### Exercise aim
I would like every line of the records below that contains the word "concrete" copied.

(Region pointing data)
——————————
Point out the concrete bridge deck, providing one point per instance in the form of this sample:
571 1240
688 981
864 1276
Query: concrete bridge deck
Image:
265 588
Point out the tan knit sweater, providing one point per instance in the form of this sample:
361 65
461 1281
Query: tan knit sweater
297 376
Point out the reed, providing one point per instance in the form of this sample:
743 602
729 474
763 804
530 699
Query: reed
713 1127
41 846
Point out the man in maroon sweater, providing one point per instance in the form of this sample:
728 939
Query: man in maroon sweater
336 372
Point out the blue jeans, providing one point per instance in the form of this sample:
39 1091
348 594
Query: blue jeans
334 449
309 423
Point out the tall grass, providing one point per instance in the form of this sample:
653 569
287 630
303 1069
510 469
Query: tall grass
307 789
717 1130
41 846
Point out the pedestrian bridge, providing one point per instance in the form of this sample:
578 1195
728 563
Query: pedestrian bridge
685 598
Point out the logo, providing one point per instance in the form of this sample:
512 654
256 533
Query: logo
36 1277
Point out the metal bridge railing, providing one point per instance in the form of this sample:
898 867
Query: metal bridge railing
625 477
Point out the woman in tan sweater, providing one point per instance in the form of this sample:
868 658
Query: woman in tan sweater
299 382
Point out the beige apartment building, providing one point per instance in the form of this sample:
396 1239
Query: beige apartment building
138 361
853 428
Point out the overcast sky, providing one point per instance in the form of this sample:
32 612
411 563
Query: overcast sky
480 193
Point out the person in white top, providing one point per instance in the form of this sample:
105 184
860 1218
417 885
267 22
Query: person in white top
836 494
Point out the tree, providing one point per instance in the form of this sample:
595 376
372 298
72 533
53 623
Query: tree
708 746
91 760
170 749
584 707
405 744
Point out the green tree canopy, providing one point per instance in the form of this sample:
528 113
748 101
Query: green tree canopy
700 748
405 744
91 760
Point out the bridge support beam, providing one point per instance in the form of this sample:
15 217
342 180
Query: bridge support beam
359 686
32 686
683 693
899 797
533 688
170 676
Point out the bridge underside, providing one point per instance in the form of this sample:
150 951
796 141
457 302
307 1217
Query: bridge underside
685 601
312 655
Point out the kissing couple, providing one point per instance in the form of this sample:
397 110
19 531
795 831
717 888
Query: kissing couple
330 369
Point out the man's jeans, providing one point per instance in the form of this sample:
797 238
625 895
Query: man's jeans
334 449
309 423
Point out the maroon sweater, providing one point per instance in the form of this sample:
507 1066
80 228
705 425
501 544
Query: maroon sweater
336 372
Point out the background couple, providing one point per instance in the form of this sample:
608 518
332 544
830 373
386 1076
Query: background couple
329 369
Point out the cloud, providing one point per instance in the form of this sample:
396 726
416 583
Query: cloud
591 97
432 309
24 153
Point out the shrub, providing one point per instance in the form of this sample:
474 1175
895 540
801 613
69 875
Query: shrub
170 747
——————————
### Reply to the task
Point out the concrete bridge deck, providing one point per instance in the form of this sample:
Query: concrete bridge deck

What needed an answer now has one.